Instructions for the task: Could you reproduce all of the entries below without a single change?

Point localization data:
Content starts
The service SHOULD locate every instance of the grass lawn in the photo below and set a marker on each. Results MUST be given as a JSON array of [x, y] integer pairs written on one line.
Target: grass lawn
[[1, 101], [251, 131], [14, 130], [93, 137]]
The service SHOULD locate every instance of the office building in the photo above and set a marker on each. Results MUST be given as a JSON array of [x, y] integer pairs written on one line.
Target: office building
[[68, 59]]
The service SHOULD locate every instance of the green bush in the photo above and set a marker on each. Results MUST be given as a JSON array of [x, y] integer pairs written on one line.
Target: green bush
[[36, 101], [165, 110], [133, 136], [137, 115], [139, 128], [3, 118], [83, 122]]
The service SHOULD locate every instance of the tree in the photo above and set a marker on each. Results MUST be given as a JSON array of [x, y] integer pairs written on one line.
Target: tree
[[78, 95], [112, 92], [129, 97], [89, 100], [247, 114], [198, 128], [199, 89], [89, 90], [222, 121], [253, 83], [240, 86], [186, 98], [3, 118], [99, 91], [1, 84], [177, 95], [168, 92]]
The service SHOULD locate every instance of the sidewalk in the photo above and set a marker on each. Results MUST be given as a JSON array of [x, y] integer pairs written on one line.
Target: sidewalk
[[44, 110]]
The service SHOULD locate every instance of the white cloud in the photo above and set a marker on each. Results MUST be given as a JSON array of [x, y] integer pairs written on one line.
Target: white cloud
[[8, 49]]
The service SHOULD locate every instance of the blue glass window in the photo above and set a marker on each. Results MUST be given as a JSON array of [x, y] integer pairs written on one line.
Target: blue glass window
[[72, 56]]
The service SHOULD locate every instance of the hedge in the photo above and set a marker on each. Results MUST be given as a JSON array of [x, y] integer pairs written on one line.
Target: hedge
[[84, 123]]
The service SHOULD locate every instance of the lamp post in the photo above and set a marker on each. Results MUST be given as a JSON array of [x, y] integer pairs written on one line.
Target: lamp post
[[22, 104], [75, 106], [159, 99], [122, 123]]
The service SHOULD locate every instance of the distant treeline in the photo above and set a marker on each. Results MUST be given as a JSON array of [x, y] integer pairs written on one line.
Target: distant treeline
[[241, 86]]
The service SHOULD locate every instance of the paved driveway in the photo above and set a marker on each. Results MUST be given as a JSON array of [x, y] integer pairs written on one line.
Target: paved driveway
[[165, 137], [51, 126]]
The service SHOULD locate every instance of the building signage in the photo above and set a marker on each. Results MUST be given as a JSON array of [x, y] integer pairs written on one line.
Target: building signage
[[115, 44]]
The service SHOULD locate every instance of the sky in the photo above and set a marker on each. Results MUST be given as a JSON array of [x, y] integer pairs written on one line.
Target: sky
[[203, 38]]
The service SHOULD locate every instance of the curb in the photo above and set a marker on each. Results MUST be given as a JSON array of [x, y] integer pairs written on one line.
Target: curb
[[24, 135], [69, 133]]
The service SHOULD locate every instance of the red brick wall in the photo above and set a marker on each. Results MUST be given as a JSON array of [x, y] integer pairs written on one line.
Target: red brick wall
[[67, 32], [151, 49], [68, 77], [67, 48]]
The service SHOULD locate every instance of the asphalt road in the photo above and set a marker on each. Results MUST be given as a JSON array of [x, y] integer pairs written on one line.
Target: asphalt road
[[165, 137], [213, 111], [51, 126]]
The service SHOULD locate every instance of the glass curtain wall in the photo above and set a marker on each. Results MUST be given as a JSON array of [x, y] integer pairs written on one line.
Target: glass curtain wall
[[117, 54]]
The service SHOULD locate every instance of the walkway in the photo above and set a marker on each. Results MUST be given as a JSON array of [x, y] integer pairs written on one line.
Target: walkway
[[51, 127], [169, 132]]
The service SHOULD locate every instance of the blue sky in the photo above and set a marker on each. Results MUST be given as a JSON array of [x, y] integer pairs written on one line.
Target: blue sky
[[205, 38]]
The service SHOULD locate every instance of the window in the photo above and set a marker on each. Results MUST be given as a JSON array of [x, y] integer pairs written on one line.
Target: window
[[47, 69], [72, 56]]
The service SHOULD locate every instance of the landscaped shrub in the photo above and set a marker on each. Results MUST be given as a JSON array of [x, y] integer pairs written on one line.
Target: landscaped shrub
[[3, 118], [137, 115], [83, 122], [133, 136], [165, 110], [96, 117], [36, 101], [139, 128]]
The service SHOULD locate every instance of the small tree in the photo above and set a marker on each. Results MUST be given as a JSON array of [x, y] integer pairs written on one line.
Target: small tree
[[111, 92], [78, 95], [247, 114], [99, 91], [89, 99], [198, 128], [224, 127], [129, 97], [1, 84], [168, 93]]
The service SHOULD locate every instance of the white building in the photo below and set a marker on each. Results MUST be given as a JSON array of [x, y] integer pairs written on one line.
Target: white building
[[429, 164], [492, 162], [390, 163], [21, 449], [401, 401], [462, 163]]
Content ends
Output of the task:
The service SHOULD locate every instance of the grass lawn in the photo below and set a marker on each. Results MUST be given as a JSON array of [x, y] integer pairs written on one line.
Target: grass lawn
[[1, 101], [251, 131], [14, 130], [93, 137]]
The service SHOULD locate every instance of the office building in the photo above and set a marker on each. Results MUST be given as a JSON array of [x, y] integer pairs written on one line.
Target: office building
[[68, 59]]
The service SHOULD locate every instance of the green bush in the photo above and set a marker on each. Results MUST be given as a JSON array of [x, y] integer pairs written on one line.
Target: green bush
[[36, 101], [165, 110], [133, 136], [137, 115], [139, 128], [3, 118], [83, 122]]
The service SHOULD locate every instance of the tree in the photo above and set a marker on each. Results MUST be given as a JSON array of [x, y] integer pairs written on one line.
Target: tree
[[78, 95], [112, 92], [129, 97], [89, 100], [247, 114], [198, 128], [199, 89], [89, 90], [222, 121], [253, 83], [240, 86], [186, 98], [3, 118], [99, 91], [1, 84], [177, 95], [168, 92]]
The service SHOULD locate every instance of the sidewalk in the photo above and set a marker on each. Results MUST be given as a JSON array of [x, y] integer pairs written on one line.
Target: sidewalk
[[44, 110]]
The service SHOULD locate every instance of the white cloud in the photo above and set a marker on each. Results MUST be given as a JSON array of [x, y] integer pairs written on one line.
Target: white cloud
[[8, 49]]
The service SHOULD locate every instance of the blue glass window in the photo above and set a marker on each. Results MUST be given as a JSON array of [x, y] integer pairs written on one line.
Target: blue glass window
[[72, 56]]
The service SHOULD locate every instance of the hedge in the photo above and set a marker on each. Results MUST be given as a JSON array of [x, y] integer pairs written on one line.
Target: hedge
[[84, 123]]
The service SHOULD locate every instance of the lamp post in the photo above and set a marker on each. Results MUST be given as a JSON array of [x, y] integer pairs written on one line.
Target: lamp post
[[22, 104], [75, 106], [159, 99], [122, 123]]
The service SHOULD locate every instance of the distant treeline in the photo above and set a marker on each. Results MUST be given as a JSON array of [x, y] integer pairs written on one line.
Target: distant treeline
[[241, 86]]
The service SHOULD locate every instance of the paved driveway in the photo above and set a marker on each. Results MUST be given as a JSON array of [x, y] integer pairs written on one line.
Target: paved driveway
[[165, 137], [51, 126]]
The service SHOULD locate every instance of the building signage in the photo above and set a marker on each. Results MUST be given as a JSON array of [x, y] integer pairs written on one line.
Target: building signage
[[115, 44]]
The service SHOULD locate every instance of the sky in the photo above and set a marker on each. Results MUST be given as a JSON array of [x, y] integer pairs written on one line.
Target: sky
[[203, 38]]
The service SHOULD locate every instance of the curb in the photo above and set a marker on each. Results MUST be given as a JSON array of [x, y] integer pairs written on one line.
Target: curb
[[24, 135], [69, 133]]
The service SHOULD locate every instance of the red brick wall in the photo above and set a marker on each. Results MUST be given as a JSON array of [x, y] integer pairs written on one line.
Target: red brick wall
[[67, 32], [151, 49], [68, 77], [67, 48]]
The service SHOULD locate every instance of the asphalt road in the photo above and set a marker on each. Results MUST be given as a JSON array of [x, y] integer pairs written on one line.
Target: asphalt road
[[165, 137], [213, 111], [51, 126]]
The service SHOULD locate every instance of the glass curtain wall in the photo above and set a marker on each. Results MUST be given as a JSON array of [x, y] integer pairs written on one line.
Target: glass curtain wall
[[117, 54]]
The service SHOULD locate every instance of the walkway in the photo above and set a marker on each. Results MUST be given as a JSON array of [x, y] integer pairs written on one line.
Target: walkway
[[51, 127], [169, 132]]
The service SHOULD locate every instance of the blue sky in the photo above and set a marker on each. Results MUST be given as a JSON array of [x, y] integer pairs written on one line.
Target: blue sky
[[205, 38]]
The service SHOULD locate every instance of the window in the photo above and set a marker on each. Results MUST be given as a JSON array of [x, y] integer pairs written on one line.
Target: window
[[47, 69], [72, 56]]
The service SHOULD locate every instance of the landscaped shrub in the photo above and set a marker on each. Results MUST be given as a JSON array of [x, y] integer pairs written on one line.
Target: landscaped shrub
[[3, 118], [137, 115], [83, 122], [133, 136], [165, 110], [96, 117], [36, 101], [139, 128]]
The service SHOULD locate every instance of the small tree in the photo above and set a marker on each. Results MUST be given as a JSON array of [x, y] integer pairs written on one line.
Target: small tree
[[111, 92], [78, 95], [247, 114], [99, 91], [89, 99], [198, 128], [224, 127], [129, 97], [1, 84], [168, 93]]
The service SHOULD locate every instance of the white building in the photo below and set a marker on each. Results MUST be given as a JSON array of [x, y] integer pairs written on one line.
Target: white building
[[429, 164], [492, 162], [390, 163], [21, 449], [401, 401], [462, 163]]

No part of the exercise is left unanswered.